=== Quoted passage ===
------------------------------

Israel's war with Hezbollah inflames civil war tensions
Nov 1, 2024 •
On a street in downtown Beirut there’s a five-storey building – a derelict hotel. It was empty for years, until recently, when hundreds of displaced people started arriving.
There has been a massive effort to help shelter the one million displaced Lebanese, but in this building and in many others they aren’t always welcome, with religious divides from the civil war still palpable decades on.
Israel's war with Hezbollah inflames civil war tensions
1386 • Nov 1, 2024
Israel's war with Hezbollah inflames civil war tensions
Audio Excerpt - [Street noise]
RUBY:
On a street in downtown Beirut there’s a five story building - an old derelict hotel.
It was empty for eight years. Until recently, when hundreds of displaced people started living there.
Audio Excerpt - Farah:
“And the people here in the building, some of them don't have places to go anywhere here.”
RUBY:
Their story of fleeing southern Beirut to find safety in the city’s busy neighbourhoods is being repeated across Lebanon right now, as Israel’s bombardments continue.
There has been a massive effort to help shelter the 1 million displaced Lebanese, but in this building and in many others they aren’t welcome, with religious divides from the civil war still palpable decades on.
Audio Excerpt - Heidi Pett:
“So the police have just shown up. They've forced their way into the entrance of the apartment building where all of the women are standing…”
[Theme Music Starts]
RUBY:
From Schwartz Media, I’m Ruby Jones, this is 7am.
Today, journalist Heidi Pett on the old wounds being re-opened in Lebanon right now.
It’s Friday, November 1.
[Theme Music Ends]
RUBY:
So, Heidi, you're in Beirut right now, and I believe you flew there right around the time that things were escalating and many people were trying to leave. So what was the journey like?
HEIDI:
Yeah, it was one of the strangest flights I think I've taken. So I flew in from Paris. There were nine of us on the plane and we were all sort of seated spaced apart. So it was myself – a journalist, a priest and a doctor for MSF, which really felt like the beginnings of a bad joke, you know, like the Three Horsemen of the Apocalypse. Something, something terrible has happened in your country if all of the flights out are full, all of the flights there are empty, save for journalists, doctors and priests.
So you fly into the airport in Beirut. There's only one airport and it's on the coastal strip just south of Beirut. And so it's directly next to what is called the Dahieh, Beirut's southern suburbs, which has been the focus of a lot of the air campaign. And so my flight I didn't actually see any bombing as I came in. People have, and there have been flights landing within sort of 10 or 15 minutes of large explosions quite close to the airport.
So you get in and as soon as the airport doors opened into the night, the first thing I heard was a surveillance drone. And the first thing I smelled was smoke from strikes that had hit the southern suburbs just an hour or so before.
RUBY:
And so for the past year, in a general sense, Israel has been at war with Hezbollah. Tell me a bit about what has been happening in Lebanon on the ground for the past 12 months.
HEIDI:
Yeah. So after the 7th of October, when Hamas in Gaza launched that assault on Israel, immediately afterwards, Hezbollah, which is a militant group, but also a political party here in Lebanon, they opened what they call a solidarity front. The idea being to harass Israel, meaning that they couldn't deploy all of their troops to Gaza. They had to keep troops on the northern border for fear that cross-border rocket fire might escalate into a ground invasion or something more serious and so about 60,000 people have been evacuated from villages in the north of Israel. And roughly double that number have also been evacuated from Lebanon.

------------------------------

=== Records supplied ===
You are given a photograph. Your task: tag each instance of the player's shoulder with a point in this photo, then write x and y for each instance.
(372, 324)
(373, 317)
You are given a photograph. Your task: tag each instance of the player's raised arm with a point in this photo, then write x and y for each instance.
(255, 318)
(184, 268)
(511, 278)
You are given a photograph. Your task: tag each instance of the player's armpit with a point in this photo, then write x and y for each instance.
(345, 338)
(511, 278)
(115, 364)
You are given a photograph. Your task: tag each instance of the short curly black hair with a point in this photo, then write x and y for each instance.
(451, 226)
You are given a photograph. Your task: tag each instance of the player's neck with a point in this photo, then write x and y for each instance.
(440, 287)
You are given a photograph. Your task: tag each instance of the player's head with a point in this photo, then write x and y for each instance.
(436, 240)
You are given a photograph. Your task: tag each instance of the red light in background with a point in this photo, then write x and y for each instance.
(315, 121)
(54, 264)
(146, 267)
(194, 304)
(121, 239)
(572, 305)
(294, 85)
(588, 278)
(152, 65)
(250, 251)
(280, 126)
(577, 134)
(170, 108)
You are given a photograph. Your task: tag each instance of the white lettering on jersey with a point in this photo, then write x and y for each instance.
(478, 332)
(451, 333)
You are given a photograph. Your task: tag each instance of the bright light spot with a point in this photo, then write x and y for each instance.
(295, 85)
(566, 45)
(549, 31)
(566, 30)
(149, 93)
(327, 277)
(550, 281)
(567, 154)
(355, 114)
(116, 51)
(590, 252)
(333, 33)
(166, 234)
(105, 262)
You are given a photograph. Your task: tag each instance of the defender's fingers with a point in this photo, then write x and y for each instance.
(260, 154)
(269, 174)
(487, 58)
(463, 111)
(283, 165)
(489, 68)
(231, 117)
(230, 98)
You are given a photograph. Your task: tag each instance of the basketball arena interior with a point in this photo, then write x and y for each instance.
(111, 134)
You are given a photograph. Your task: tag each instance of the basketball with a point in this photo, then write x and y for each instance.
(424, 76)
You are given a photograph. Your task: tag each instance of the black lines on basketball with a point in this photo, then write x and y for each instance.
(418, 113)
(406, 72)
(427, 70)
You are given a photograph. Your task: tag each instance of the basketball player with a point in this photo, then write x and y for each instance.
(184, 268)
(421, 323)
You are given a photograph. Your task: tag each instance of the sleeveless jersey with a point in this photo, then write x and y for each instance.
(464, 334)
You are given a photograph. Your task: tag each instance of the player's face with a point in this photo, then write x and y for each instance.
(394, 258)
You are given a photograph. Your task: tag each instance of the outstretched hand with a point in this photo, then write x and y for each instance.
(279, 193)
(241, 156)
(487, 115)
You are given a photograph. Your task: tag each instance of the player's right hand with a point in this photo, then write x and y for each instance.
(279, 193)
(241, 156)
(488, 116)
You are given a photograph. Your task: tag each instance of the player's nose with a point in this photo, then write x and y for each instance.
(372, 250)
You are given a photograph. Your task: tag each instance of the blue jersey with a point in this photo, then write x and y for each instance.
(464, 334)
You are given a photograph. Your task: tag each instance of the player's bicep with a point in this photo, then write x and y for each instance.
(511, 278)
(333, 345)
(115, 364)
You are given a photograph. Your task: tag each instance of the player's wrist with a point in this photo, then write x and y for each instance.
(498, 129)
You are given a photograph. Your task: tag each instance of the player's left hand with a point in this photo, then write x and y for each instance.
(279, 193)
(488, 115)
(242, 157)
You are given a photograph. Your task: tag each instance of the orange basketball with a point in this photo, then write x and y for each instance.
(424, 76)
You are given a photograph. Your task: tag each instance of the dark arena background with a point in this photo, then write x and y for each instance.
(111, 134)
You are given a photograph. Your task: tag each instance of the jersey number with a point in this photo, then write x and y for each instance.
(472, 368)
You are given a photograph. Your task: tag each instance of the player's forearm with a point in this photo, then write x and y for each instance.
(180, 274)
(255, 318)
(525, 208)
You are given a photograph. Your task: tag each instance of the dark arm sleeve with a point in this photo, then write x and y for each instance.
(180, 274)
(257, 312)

------------------------------

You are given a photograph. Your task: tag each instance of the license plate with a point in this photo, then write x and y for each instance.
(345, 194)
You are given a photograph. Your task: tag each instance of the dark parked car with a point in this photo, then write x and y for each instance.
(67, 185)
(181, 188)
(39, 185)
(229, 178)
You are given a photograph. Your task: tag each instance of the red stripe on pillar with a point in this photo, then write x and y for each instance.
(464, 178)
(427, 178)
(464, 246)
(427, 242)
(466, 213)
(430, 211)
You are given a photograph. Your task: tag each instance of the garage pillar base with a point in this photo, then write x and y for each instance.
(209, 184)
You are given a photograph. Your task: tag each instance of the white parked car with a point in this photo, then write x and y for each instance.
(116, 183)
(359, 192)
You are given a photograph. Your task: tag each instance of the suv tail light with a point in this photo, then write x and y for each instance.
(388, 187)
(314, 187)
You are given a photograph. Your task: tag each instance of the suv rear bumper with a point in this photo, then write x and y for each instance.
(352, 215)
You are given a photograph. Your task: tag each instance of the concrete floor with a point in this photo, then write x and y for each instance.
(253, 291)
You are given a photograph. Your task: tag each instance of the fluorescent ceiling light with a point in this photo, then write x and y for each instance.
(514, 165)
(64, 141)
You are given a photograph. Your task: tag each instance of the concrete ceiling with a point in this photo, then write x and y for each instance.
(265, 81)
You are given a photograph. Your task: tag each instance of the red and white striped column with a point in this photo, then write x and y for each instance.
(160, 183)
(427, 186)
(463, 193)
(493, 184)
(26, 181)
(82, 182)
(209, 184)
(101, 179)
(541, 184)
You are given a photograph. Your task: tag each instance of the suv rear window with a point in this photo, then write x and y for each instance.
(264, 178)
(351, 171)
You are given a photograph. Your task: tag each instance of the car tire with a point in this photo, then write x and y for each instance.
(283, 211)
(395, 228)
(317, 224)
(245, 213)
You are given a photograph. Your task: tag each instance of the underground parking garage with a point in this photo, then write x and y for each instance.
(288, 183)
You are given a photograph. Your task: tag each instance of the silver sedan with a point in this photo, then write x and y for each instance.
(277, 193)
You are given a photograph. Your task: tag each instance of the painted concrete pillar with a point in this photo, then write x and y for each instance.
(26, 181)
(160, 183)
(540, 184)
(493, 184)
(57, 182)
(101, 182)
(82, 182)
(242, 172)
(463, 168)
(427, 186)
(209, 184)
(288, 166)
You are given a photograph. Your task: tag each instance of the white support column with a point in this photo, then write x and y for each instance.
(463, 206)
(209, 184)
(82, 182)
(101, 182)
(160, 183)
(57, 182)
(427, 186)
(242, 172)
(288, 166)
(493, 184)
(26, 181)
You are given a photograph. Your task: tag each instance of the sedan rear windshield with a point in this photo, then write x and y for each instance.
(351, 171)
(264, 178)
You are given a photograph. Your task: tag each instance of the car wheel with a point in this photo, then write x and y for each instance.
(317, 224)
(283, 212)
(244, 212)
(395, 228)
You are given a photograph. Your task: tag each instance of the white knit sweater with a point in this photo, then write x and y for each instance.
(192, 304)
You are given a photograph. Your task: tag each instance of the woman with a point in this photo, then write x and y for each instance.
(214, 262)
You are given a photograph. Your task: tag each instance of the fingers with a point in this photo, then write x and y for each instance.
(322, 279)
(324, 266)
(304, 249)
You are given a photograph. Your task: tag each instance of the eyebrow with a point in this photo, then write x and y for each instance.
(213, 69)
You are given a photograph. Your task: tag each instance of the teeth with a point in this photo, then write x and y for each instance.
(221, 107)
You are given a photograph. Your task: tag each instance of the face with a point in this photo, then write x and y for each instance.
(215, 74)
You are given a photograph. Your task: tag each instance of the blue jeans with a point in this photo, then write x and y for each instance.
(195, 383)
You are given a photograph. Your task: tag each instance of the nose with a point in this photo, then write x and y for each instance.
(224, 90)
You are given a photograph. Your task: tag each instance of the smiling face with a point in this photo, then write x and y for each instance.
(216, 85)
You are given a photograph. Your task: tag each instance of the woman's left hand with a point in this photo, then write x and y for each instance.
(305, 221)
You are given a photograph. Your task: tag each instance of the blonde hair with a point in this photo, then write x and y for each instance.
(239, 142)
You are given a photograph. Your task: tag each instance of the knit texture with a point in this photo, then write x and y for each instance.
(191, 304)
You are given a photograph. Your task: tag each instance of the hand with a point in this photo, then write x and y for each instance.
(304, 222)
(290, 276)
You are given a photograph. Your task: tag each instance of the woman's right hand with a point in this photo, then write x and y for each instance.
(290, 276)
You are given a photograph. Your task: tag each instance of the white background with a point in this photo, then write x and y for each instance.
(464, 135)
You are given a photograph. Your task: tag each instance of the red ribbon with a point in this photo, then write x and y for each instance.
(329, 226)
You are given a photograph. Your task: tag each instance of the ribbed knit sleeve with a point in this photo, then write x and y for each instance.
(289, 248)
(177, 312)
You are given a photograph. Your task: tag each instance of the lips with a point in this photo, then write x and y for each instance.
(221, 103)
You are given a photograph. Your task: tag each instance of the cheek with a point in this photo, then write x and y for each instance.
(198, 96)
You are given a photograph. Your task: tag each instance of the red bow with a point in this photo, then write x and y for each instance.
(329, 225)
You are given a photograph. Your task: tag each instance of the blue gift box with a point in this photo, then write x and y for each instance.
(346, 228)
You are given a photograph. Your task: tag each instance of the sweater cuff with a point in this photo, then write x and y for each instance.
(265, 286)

------------------------------

=== To do ===
1: In the transcript, Heidi lists who was aboard her nearly empty flight from Paris. List every occupation she names.
2: Duplicate the portion of the transcript starting with "It was empty for eight" and going on through "Israel’s bombardments continue.".
3: According to the transcript, what was Hezbollah's "solidarity front" meant to achieve, and why did Israel keep troops on its northern border?

=== Responses to the tasks ===
1:
- A journalist (Heidi herself)
- A priest
- A doctor for MSF

2:
It was empty for eight years. Until recently, when hundreds of displaced people started living there.
Audio Excerpt - Farah:
“And the people here in the building, some of them don't have places to go anywhere here.”
RUBY:
Their story of fleeing southern Beirut to find safety in the city’s busy neighbourhoods is being repeated across Lebanon right now, as Israel’s bombardments continue.

3: The solidarity front was meant to harass Israel so that it could not deploy all of its troops to Gaza. Israel kept troops on its northern border for fear that cross-border rocket fire might escalate into a ground invasion or something more serious.